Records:
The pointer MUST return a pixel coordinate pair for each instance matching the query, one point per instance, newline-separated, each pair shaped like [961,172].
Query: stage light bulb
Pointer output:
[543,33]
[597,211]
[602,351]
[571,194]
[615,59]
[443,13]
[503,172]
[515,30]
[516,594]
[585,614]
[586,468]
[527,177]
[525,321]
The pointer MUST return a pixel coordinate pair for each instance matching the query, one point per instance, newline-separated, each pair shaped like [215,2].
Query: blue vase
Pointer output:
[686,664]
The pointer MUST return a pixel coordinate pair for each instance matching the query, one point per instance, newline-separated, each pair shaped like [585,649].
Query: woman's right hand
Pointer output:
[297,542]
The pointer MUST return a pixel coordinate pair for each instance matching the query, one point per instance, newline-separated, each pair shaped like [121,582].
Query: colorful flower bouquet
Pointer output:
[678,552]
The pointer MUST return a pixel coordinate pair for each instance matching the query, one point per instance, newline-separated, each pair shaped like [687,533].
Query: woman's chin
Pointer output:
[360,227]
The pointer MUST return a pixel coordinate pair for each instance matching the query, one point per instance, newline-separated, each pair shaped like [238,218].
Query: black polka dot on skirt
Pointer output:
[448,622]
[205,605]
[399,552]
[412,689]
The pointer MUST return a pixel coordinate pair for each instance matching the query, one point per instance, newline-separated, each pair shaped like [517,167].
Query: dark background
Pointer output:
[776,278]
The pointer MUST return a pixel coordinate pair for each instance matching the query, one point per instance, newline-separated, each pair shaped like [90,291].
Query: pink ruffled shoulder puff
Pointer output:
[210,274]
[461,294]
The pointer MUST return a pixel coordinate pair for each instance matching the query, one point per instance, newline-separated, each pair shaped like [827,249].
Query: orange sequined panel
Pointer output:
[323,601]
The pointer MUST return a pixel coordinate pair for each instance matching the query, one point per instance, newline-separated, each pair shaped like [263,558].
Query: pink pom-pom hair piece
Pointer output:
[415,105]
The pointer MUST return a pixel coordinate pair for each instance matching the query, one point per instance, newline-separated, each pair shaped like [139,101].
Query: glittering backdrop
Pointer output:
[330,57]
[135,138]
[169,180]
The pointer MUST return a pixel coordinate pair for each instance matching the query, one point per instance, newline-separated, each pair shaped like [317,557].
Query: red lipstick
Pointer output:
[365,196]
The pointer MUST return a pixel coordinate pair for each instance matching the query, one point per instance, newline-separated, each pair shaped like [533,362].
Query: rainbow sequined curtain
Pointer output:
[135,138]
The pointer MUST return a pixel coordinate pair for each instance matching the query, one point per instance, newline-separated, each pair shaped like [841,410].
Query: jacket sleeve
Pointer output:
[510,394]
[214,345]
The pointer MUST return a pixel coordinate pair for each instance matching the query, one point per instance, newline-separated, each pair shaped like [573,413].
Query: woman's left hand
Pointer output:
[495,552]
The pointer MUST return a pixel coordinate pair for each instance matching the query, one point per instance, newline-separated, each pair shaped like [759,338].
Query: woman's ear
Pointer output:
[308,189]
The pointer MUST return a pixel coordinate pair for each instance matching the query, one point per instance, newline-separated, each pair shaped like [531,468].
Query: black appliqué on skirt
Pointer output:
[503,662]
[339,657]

_TASK PROMPT_
Copy every line exactly. Leave nothing out.

_COMPLETED TASK_
The pointer MUST return a pixel coordinate pair for each instance matching the query, one point per instance, newline-separated, each pair shaped like [961,172].
Query: stage light bulb
Pointer output:
[543,33]
[597,211]
[602,351]
[571,194]
[615,59]
[443,13]
[503,172]
[515,30]
[516,594]
[585,614]
[586,468]
[527,177]
[525,321]
The pointer MUST return a pixel coordinate pair for each instance matching the query, one point per instance, newline-separated, each pair shaped like [215,2].
Query: blue vase
Pointer output:
[686,664]
The pointer MUST return a pixel coordinate pair for each instance matching the query, one point per instance, newline-separated, each pair shaped like [585,649].
Query: woman's right hand
Pointer output:
[297,542]
The pointer MUST return a pixel coordinate pair for each instance matching the query, one point per instance, newline-separated, each pair shaped like [121,582].
Query: colorful flower bouquet
Pointer output:
[678,552]
The pointer MUST return a pixel coordinate pair for each instance matching the query, one point per instance, newline-separated, each pair shaped like [687,533].
Query: woman's chin
Pointer output:
[360,227]
The pointer MUST return a pixel coordinate pair for each instance matching the query, one point per instance, newline-separated, each pair shaped like [238,218].
Query: black polka dot on skirt
Pointer output:
[448,622]
[205,605]
[399,552]
[412,689]
The pointer MUST return a pixel coordinate pair for each instance matching the query, one point per instance, newline-separated, each pair shaped like [517,167].
Query: dark background
Pointer output:
[776,278]
The pointer MUST return a pixel coordinate pair for each instance matching the query, one point per instance, newline-separated, each pair shaped like [90,291].
Query: pink ruffled shoulder puff
Pointer output:
[210,274]
[461,294]
The pointer MUST return a pixel coordinate pair for each instance matching the query, one point per instance, newline-separated, each pair shaped like [827,249].
Query: orange sequined panel
Pointer output:
[323,601]
The pointer MUST return a pixel coordinate pair for each instance matching the query, one point per instance, newline-separated, each pair shaped like [263,558].
Query: pink pom-pom hair piece
Pointer output:
[415,105]
The pointer MUST return a pixel coordinate pair for each instance matching the query, one point per instance, newline-separated, each pair shaped like [139,101].
Query: glittering backdrop
Pointer output:
[330,57]
[135,138]
[169,180]
The pointer MUST return a pixel coordinate pair for each instance matching the query, one point per instance, newline-separated, each pair shaped like [317,557].
Query: red lipstick
Pointer output:
[365,196]
The pointer MUST return a pixel coordinate pair for each instance matching the query, one point per instance, newline-separated, each pair shaped like [533,362].
Query: rainbow sequined curtain
Pointer output:
[135,138]
The pointer MUST return a pixel coordinate pair for each instance matching the query, one point per instance, newline-separated, each pair shaped like [841,410].
Query: jacket sleeve
Pointer output:
[510,394]
[214,345]
The pointer MUST return a pixel coordinate pair for each instance matching the query, one point per instance, newline-separated, each pair shaped like [573,413].
Query: woman's left hand
Pointer output:
[495,552]
The pointer MUST return a pixel coordinate pair for each instance matching the query, one point per instance, newline-separated, each pair shaped like [759,338].
Query: woman's ear
Pointer output:
[308,189]
The pointer MUST return a pixel coordinate pair for each instance matching the query, one point per instance, newline-separated, each pair shaped like [531,468].
Query: black appliqué on skirt
Pointer output:
[503,662]
[339,657]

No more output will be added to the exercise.